Page |
══════

Turn any long YouTube interview, talk, or podcast into high-retention Chinese short clips for Shorts/Reels/Douyin/TikTok. Triggers: YouTube URL + short clips / 切片 / 短视频 / 中文字幕 / hard subtitles. Pipeline: source fetch -> subtitle parsing -> candidate analysis -> user review -> clip export -> subtitle burn.
Convert one long YouTube video into 5–15 short clips with Chinese packaging and hard-burned subtitles.
This document is the single source of truth for any AI agent executing the AutoCliper pipeline. Follow every numbered step in order. Do not skip steps. Do not guess file names — inspect the filesystem after each write operation.
Before doing anything else, verify the environment. Report the exact blocker and stop if any check fails.
| Check | Command | Pass Condition |
|---|---|---|
| yt-dlp installed | which yt-dlp | returns a path |
| ffmpeg installed | which ffmpeg | returns a path; if missing, try python3 -c "import imageio_ffmpeg; print(imageio_ffmpeg.get_ffmpeg_exe())" |
| Python 3.9+ | python3 --version |
| >= 3.9 |
| Skill repo available | check that corekit/ directory exists relative to the skill root | corekit/__init__.py is present |
Set the environment for all subsequent commands:
export PYTHONPATH="<path-to-AutoCliper.AI-repo>"
All python3 -m corekit.* commands below assume this PYTHONPATH is set.
Create the output directory structure for this video. Derive <slug> from the video title or ID — lowercase, hyphens, no spaces, no special characters.
mkdir -p "studio/<slug>/intake"
mkdir -p "studio/<slug>/intel"
mkdir -p "studio/<slug>/exports"
Expected result:
studio/<slug>/
├── intake/ ← raw video + subtitles land here
├── intel/ ← analysis artifacts land here
└── exports/ ← per-clip folders land here
Download the video and subtitles from YouTube:
python3 -m corekit.fetch_source "<YouTube_URL>" "studio/<slug>/intake"

══════

Problems and tasks |
**1.** According to the AutoCliper pipeline guide, why must PYTHONPATH be exported before the later steps? Answer in one to three sentences.
**2.** In the AutoCliper pipeline guide, how many short clips should one long YouTube video be converted into?
**3.** Extend the AutoCliper pipeline guide past its final step.

══════

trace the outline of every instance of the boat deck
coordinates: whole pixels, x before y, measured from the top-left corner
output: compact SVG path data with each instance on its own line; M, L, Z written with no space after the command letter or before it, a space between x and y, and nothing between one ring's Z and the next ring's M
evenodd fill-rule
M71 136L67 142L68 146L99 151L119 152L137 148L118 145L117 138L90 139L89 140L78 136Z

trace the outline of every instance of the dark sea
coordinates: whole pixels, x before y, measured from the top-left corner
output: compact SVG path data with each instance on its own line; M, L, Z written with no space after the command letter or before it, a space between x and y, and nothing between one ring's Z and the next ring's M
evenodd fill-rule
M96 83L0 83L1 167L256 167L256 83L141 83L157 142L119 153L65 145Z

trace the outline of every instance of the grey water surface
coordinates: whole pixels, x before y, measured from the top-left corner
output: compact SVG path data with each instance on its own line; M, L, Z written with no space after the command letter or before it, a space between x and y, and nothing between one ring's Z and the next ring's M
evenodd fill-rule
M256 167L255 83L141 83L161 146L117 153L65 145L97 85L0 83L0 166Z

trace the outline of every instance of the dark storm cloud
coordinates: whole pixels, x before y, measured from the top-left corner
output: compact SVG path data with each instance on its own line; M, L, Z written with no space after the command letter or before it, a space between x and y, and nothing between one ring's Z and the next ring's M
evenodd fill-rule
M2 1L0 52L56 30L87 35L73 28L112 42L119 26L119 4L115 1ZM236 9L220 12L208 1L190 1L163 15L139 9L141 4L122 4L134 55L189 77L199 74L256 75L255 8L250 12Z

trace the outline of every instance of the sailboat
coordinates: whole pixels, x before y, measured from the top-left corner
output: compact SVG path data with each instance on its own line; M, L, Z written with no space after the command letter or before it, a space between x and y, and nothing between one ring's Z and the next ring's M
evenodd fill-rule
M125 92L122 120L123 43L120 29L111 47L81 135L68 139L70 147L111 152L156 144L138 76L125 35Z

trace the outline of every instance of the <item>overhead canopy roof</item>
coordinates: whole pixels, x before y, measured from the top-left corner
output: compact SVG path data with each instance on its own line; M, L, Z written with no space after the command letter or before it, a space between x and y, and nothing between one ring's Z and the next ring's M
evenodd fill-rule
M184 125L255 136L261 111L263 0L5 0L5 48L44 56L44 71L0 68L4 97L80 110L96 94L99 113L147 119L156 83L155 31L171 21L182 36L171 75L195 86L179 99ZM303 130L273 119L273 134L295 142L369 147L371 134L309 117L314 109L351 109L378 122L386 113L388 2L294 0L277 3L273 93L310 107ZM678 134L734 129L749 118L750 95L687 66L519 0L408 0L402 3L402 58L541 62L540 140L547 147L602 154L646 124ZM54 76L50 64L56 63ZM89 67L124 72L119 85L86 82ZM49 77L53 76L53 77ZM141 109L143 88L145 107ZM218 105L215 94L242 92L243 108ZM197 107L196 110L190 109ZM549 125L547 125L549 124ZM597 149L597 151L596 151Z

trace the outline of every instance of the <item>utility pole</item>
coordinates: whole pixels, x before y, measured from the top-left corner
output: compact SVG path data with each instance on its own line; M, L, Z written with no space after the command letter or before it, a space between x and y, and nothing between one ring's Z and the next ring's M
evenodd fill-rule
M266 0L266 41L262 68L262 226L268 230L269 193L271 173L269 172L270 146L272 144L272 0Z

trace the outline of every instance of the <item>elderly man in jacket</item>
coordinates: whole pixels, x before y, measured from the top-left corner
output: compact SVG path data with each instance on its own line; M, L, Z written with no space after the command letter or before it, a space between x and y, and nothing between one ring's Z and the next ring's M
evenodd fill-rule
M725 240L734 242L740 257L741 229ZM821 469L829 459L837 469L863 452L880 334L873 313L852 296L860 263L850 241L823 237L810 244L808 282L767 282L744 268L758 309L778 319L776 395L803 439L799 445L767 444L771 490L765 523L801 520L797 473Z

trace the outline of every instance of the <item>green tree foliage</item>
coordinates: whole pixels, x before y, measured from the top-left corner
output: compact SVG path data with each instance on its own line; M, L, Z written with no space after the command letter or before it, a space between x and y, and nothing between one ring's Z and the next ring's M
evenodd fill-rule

══════

Answers for this exercise |
**1.** PYTHONPATH must point to the AutoCliper.AI repo because every later python3 -m corekit.* command assumes this variable is already set.

**2.** Between 5 and 15 short clips.

**3.**
What happens inside: the downloader tries English subtitles first (en, en-US, en-orig), falls back to Chinese (zh-Hans, zh-CN, zh). It uses --cookies-from-browser chrome for authenticated access.
After the command finishes, list the intake folder and identify:
.mp4 video file (may contain the video title and ID in the filename).srt subtitle file (may have a language tag like .en.srt or .zh-Hans.srt).ytdl, .jpg, etc.) — note them but they are not neededIf the download fails:
Record the exact filenames for the next steps. Do not guess or hardcode names.
Convert the SRT subtitle file into structured JSON for easier analysis:
python3 -m corekit.subtitle_to_json \
"studio/<slug>/intake/<exact-srt-filename>" \
"studio/<slug>/intel/transcript.json"
Verify the output file exists and contains an array of cue objects. Each cue has:
{
"index": 1,
"start": "00:00:01,234",
"end": "00:00:03,456",
"start_seconds": 1.234,
"end_seconds": 3.456,
"text": "the spoken content"
}
If the transcript is empty or has fewer than 10 cues, report "transcript too short or corrupted" and stop.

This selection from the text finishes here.